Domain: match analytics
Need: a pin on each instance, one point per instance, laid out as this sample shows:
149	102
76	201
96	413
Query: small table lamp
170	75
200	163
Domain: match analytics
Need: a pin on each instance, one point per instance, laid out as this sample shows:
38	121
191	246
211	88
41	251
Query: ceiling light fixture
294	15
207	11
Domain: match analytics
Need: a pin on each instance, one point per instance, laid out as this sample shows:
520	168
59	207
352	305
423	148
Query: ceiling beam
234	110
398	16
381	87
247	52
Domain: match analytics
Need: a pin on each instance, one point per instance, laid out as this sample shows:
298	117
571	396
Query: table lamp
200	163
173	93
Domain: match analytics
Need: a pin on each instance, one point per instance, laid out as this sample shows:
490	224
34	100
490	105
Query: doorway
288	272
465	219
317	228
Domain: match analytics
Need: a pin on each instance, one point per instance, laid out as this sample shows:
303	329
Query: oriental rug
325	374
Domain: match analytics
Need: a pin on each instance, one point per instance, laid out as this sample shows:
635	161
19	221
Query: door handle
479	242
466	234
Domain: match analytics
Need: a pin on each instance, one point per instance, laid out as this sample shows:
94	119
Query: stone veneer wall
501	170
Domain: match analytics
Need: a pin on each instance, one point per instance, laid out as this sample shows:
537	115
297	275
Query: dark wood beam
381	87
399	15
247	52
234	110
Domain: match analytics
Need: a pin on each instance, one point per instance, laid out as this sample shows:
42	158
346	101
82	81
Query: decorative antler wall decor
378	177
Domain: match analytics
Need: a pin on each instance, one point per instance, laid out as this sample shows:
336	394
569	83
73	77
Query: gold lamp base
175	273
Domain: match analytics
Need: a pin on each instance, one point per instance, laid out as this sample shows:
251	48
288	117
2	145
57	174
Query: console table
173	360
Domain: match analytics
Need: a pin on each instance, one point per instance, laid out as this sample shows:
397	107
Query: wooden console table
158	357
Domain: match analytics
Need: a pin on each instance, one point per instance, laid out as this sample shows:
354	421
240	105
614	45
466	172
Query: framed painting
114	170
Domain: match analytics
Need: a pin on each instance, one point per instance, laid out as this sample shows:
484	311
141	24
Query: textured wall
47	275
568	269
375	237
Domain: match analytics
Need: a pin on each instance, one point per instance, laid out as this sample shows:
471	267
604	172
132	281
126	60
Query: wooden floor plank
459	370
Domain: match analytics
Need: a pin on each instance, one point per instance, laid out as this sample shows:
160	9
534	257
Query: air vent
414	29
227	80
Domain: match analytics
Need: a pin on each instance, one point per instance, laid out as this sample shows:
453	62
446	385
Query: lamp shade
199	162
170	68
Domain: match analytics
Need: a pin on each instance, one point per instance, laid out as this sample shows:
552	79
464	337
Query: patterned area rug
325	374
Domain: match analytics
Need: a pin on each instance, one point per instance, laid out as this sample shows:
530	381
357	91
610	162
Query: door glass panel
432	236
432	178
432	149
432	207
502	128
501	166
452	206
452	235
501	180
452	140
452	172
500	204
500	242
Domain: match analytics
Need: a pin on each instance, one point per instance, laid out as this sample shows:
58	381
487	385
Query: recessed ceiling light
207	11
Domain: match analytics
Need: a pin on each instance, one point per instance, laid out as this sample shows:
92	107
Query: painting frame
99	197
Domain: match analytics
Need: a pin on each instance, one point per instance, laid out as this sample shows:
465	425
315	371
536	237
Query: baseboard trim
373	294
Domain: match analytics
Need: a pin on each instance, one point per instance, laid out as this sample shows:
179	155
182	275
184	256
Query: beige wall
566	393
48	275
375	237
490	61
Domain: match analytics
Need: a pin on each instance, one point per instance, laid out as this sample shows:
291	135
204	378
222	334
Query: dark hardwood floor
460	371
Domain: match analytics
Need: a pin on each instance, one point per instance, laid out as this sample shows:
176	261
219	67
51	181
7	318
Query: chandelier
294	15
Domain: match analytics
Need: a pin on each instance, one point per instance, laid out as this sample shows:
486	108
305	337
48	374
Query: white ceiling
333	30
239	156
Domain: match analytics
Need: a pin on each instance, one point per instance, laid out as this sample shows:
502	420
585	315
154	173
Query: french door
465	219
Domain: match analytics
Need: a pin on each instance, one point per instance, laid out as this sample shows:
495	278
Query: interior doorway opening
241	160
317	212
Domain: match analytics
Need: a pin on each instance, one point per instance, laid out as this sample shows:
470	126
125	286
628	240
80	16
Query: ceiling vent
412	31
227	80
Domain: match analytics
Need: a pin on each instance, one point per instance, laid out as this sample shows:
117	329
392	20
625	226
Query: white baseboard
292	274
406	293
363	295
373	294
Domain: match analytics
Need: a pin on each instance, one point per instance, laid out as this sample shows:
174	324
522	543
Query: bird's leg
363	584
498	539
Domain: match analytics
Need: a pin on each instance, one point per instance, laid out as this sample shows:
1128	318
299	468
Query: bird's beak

------

_ACTIVITY_
Take the records above and return them exactly as written.

_ANSWER BOX_
Domain: match analytics
Need: a pin on each instance, one point per instance, laid out as this sample shows:
149	102
76	201
96	413
Query: small table lamp
170	75
200	163
Domain: match analytics
Need: a pin on each instance, one point per instance, laid out as this sample shows:
38	121
191	246
211	88
41	251
Query: ceiling light fixture
294	15
207	11
Domain: match analytics
Need: a pin on each instance, one point per instance, laid out as this sample shows:
520	168
59	207
352	305
423	148
Query: ceiling beam
234	110
398	16
381	87
247	52
Domain: match analytics
Need: a pin on each instance, one point per instance, laid out as this sample shows:
298	117
571	396
Query: table lamp
200	163
173	93
Domain: match analytics
Need: a pin on each instance, one point per instance, laid out as this sample shows:
490	224
34	100
490	105
Query: doorway
288	272
465	219
317	228
Domain: match analytics
Need: a pin on each instance, one point per instance, laid out as this sample shows:
303	329
Query: oriental rug
325	374
Domain: match analytics
Need: a pin on each instance, one point per instance, laid out as this sample shows:
635	161
19	221
Query: door handle
479	242
466	234
Domain: match analytics
Need: a pin on each instance, one point per instance, laid out as this sample shows:
94	119
Query: stone veneer wall
501	170
Domain: match analytics
Need: a pin on each instance, one point per instance, laid out as this sample shows:
537	115
297	275
Query: dark wood beam
381	87
399	15
247	52
234	110
Domain: match analytics
Need: a pin on each instance, one point per instance, laid out as this sample shows:
42	158
346	101
82	81
Query: decorative antler wall decor
378	177
Domain: match analytics
Need: a pin on each instance, one point per instance, laid out as this sample shows:
336	394
569	83
73	77
Query: gold lamp base
175	273
Domain: match analytics
Need: a pin on each instance, one point per instance, laid out as this sample shows:
251	48
288	117
2	145
57	174
Query: console table
173	360
Domain: match analytics
Need: a pin on each instance, one point per instance, laid out as this sample shows:
397	107
Query: wooden console table
158	357
Domain: match analytics
Need: a pin on each instance, one point per instance, laid out as this sample shows:
354	421
240	105
614	45
466	172
Query: framed painting
114	170
Domain: match analytics
Need: a pin on each instance, one point per instance, laid out as this sample shows:
484	311
141	24
Query: textured wall
47	275
568	269
375	237
Domain: match analytics
Need: a pin on each instance, one point per instance, laid out as this sample shows:
471	267
604	172
132	281
126	60
Query: wooden floor plank
459	370
Domain: match analytics
Need: a pin on each instance, one point per instance, laid out as this sample shows:
160	9
534	257
Query: air vent
414	29
227	80
Domain: match analytics
Need: a pin on each instance, one point per instance, laid out as this sample shows:
453	62
446	385
Query: lamp shade
199	162
170	68
Domain: match analytics
Need: a pin on each instance, one point per instance, laid out as this sample shows:
552	79
464	337
Query: patterned area rug
325	374
Domain: match analytics
Need: a pin on each instance, one point per instance, laid out as this sample shows:
530	381
357	91
610	162
Query: door glass panel
432	236
432	178
432	149
432	207
502	128
501	166
452	206
452	235
501	180
452	140
452	172
500	204
500	242
Domain: match analytics
Need: a pin on each instance, one point per instance, laid out as this sample shows:
58	381
487	385
Query: recessed ceiling light
207	11
Domain: match analytics
Need: a pin on each instance, one point per instance, laid out as this sample shows:
92	107
Query: painting frame
99	197
Domain: match analytics
Need: a pin on each instance, one point per instance, laid out as this sample shows:
465	425
315	371
536	237
Query: baseboard trim
373	294
Domain: match analytics
Need: a pin on each instance, one point per instance, laid out as this sample shows:
179	155
182	275
184	256
Query: beige wall
566	393
48	275
375	237
490	61
Domain: match analytics
Need: a pin on each instance, one point per instance, laid out as this sample shows:
291	135
204	378
222	334
Query: dark hardwood floor
460	371
Domain: match analytics
Need: a pin on each instance, one point per instance, laid out as this sample shows:
176	261
219	67
51	181
7	318
Query: chandelier
294	15
Domain: match analytics
Need: a pin on each instance, one point per instance, laid out as this sample shows:
486	108
305	337
48	374
Query: white ceiling
333	30
239	156
Domain: match analytics
Need: a pin on each instance, one point per instance, laid out as this sample shows:
502	420
585	315
154	173
Query: french door
465	219
Domain: match analytics
Need: a pin on each instance, one point per instance, laid out as this sample shows:
495	278
Query: interior doorway opening
241	160
317	212
Domain: match analytics
Need: a pin on each instance, one point per instance, laid out as this sample shows:
470	126
125	286
628	240
80	16
Query: ceiling vent
412	31
227	80
Domain: match analytics
Need: a pin on each instance, one point per instance, laid out as this sample shows:
117	329
392	20
625	226
Query: white baseboard
292	274
406	293
363	295
373	294
Domain: match analytics
Need: a pin on each instance, one point per instance, laid out as this sample shows:
174	324
522	543
Query: bird's leg
363	584
498	539
Domain: match analytics
Need: a pin on each instance, one point per instance, laid out as this sample shows:
1128	318
299	468
Query: bird's beak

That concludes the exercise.